§ **REQUIRED TASK**
Arrange every line of the rows below as a numbered list, omitting any blank lines.

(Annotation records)
########################################
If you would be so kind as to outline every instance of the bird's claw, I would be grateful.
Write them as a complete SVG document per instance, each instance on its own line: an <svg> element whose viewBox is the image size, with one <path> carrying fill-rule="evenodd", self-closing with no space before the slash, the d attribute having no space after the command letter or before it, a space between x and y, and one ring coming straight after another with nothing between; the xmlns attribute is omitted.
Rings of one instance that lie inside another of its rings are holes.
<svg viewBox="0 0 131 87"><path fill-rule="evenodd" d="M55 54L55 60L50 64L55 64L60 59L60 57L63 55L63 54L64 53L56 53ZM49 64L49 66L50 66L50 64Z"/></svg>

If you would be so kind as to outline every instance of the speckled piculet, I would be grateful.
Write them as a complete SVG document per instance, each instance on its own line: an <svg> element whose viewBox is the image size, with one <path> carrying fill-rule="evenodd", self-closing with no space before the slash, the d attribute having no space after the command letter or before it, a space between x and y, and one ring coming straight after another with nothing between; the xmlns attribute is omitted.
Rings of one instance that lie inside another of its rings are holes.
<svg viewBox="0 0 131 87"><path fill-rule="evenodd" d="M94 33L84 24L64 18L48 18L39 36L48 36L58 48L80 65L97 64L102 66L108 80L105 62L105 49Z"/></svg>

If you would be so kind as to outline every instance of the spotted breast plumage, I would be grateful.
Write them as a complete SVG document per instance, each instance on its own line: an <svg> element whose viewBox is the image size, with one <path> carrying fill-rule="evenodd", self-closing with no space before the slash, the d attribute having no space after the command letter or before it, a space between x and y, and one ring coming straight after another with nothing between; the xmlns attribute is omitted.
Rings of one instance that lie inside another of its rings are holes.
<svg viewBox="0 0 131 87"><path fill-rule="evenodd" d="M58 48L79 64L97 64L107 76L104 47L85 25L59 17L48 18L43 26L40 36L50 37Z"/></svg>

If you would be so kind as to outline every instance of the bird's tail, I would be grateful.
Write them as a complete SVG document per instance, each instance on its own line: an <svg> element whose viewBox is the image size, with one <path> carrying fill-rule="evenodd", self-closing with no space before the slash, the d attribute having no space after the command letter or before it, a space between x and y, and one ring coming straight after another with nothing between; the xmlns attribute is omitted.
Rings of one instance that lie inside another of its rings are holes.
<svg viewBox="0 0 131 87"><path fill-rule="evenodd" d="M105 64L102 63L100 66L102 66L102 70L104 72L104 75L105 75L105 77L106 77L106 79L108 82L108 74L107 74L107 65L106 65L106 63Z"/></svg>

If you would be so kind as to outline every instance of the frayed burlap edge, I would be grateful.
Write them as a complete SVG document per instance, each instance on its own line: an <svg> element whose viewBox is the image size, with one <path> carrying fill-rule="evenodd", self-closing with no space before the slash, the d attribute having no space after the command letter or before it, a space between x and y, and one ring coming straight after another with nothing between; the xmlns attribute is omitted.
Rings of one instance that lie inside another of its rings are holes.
########################################
§ **EXERCISE SOLUTION**
1. If you would be so kind as to outline every instance of the bird's claw, I would be grateful.
2. Write them as a complete SVG document per instance, each instance on its own line: an <svg> element whose viewBox is the image size, with one <path> carrying fill-rule="evenodd", self-closing with no space before the slash, the d attribute having no space after the command letter or before it, a space between x and y, and one ring coming straight after another with nothing between; the xmlns attribute is omitted.
3. Rings of one instance that lie inside another of its rings are holes.
4. <svg viewBox="0 0 131 87"><path fill-rule="evenodd" d="M55 54L55 60L50 64L55 64L60 59L60 57L63 55L63 54L64 53L56 53ZM49 64L49 66L50 66L50 64Z"/></svg>
5. If you would be so kind as to outline every instance of the speckled piculet, I would be grateful.
6. Write them as a complete SVG document per instance, each instance on its own line: an <svg> element whose viewBox is the image size, with one <path> carrying fill-rule="evenodd", self-closing with no space before the slash, the d attribute having no space after the command letter or before it, a space between x and y, and one ring coming straight after another with nothing between; the xmlns attribute is omitted.
7. Rings of one instance that lie inside another of its rings are holes.
8. <svg viewBox="0 0 131 87"><path fill-rule="evenodd" d="M94 33L84 24L64 18L48 18L39 36L48 36L58 48L80 65L97 64L102 66L108 80L105 62L105 49Z"/></svg>
9. If you would be so kind as to outline every instance of the spotted breast plumage, I would be grateful.
10. Write them as a complete SVG document per instance, each instance on its own line: an <svg> element whose viewBox is the image size, with one <path> carrying fill-rule="evenodd", self-closing with no space before the slash, the d attribute having no space after the command letter or before it, a space between x and y, and one ring coming straight after another with nothing between; the xmlns attribute is omitted.
11. Rings of one instance that lie inside another of its rings are holes.
12. <svg viewBox="0 0 131 87"><path fill-rule="evenodd" d="M58 48L79 64L97 64L107 76L104 47L85 25L59 17L48 18L43 26L40 36L50 37Z"/></svg>
13. If you would be so kind as to outline every instance of the bird's tail, I would be grateful.
14. Write them as a complete SVG document per instance, each instance on its own line: an <svg> element whose viewBox is the image size, with one <path> carrying fill-rule="evenodd", self-closing with no space before the slash, the d attribute having no space after the command letter or before it, a space between x and y, and one ring coming straight after another with nothing between; the xmlns attribute is omitted.
15. Rings of one instance that lie inside another of its rings are holes.
16. <svg viewBox="0 0 131 87"><path fill-rule="evenodd" d="M105 64L102 63L100 66L102 66L102 70L104 72L104 75L105 75L105 77L106 77L106 79L108 82L108 74L107 74L107 65L106 65L106 63Z"/></svg>
17. If you would be so kind as to outline every instance of the frayed burlap edge, I would be grateful.
18. Write them as a complete SVG document per instance, each instance on its own line: an <svg> element whose viewBox is the image size, with one <path> carrying fill-rule="evenodd", self-closing with no space before the slash, the d attribute having no space after the command letter or before it, a space between x and y, and one ring coming straight after another with nothing between; the xmlns attribute is omitted.
19. Rings of one instance that lie inside another of its rings are holes.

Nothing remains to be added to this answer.